## Set task:
Reproduce every item below without changing a single character.

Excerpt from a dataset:
╭──

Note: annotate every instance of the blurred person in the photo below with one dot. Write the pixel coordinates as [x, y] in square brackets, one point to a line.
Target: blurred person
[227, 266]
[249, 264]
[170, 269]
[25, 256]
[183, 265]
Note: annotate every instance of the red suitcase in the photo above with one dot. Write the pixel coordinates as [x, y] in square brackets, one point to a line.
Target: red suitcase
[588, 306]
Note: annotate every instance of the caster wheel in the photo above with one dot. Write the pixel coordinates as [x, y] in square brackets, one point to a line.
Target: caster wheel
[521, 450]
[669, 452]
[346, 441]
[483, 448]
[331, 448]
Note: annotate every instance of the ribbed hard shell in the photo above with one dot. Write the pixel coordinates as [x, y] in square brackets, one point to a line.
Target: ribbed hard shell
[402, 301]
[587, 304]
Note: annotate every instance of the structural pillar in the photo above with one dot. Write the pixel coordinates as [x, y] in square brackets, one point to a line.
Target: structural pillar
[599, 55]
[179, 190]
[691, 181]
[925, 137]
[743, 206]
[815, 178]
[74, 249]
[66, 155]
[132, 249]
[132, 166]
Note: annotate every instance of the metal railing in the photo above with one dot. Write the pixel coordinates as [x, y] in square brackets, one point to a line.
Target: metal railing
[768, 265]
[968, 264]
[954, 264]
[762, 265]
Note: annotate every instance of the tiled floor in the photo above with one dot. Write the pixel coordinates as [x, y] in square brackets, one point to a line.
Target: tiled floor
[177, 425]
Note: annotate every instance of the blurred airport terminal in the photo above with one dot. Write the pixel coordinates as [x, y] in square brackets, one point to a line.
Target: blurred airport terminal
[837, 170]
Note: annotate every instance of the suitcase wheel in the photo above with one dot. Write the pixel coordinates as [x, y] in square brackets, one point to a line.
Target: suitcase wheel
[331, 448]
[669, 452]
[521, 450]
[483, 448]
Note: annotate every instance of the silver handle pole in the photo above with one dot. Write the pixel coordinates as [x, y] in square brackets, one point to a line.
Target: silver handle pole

╰──

## Task answer:
Note: annotate every instance of the blurred person in the photo below with one dot. Write the pixel coordinates as [x, y] in square brackets, one point to a line.
Target: blurred person
[227, 266]
[249, 264]
[170, 269]
[25, 256]
[183, 265]
Note: annotate every instance of the red suitcase in the photo above with one dot. Write the pixel coordinates as [x, y] in square brackets, one point to a line.
Target: red suitcase
[588, 306]
Note: annotate every instance of the caster wheel in the photo above with one dot. Write the pixel coordinates as [x, y] in square brackets, one point to a line.
Target: caster wheel
[521, 450]
[669, 452]
[346, 441]
[483, 448]
[331, 448]
Note: annotate every instance of the ribbed hard shell in the photo above with one dot. Write the pixel coordinates as [x, y] in square brackets, one point to a line.
Target: ribbed hard shell
[402, 301]
[587, 304]
Note: annotate every instance of the structural pillar in the photo above with one dot. Write the pixel coordinates as [x, y] in square brackets, one point to a line.
Target: structural pillar
[599, 55]
[179, 190]
[691, 181]
[925, 137]
[743, 206]
[815, 178]
[74, 249]
[66, 155]
[132, 249]
[132, 166]
Note: annotate every instance of the metal railing in the photo above with one dot. Write the pixel coordinates as [x, y] in square brackets, one point to a line.
Target: metal railing
[768, 265]
[968, 264]
[954, 264]
[762, 265]
Note: annotate every instance of the tiled floor in the photo above with one dot. Write the pixel coordinates as [x, y] in square brackets, one point to a line.
Target: tiled floor
[177, 425]
Note: annotate every instance of the blurred airport terminal in the photo above with one dot. Write the pixel coordinates as [x, y] in square brackets, one point to a line.
Target: blurred airport terminal
[837, 170]
Note: annotate every instance of the suitcase wheel in the photo above with one dot. Write the pixel coordinates as [x, y] in square brackets, one point to a line.
Target: suitcase wheel
[331, 448]
[669, 452]
[521, 450]
[483, 448]
Note: annotate every instance of the silver handle pole in the photo above with one dot. Write the pixel coordinates as [x, y] in square brackets, one point to a line.
Target: silver handle pole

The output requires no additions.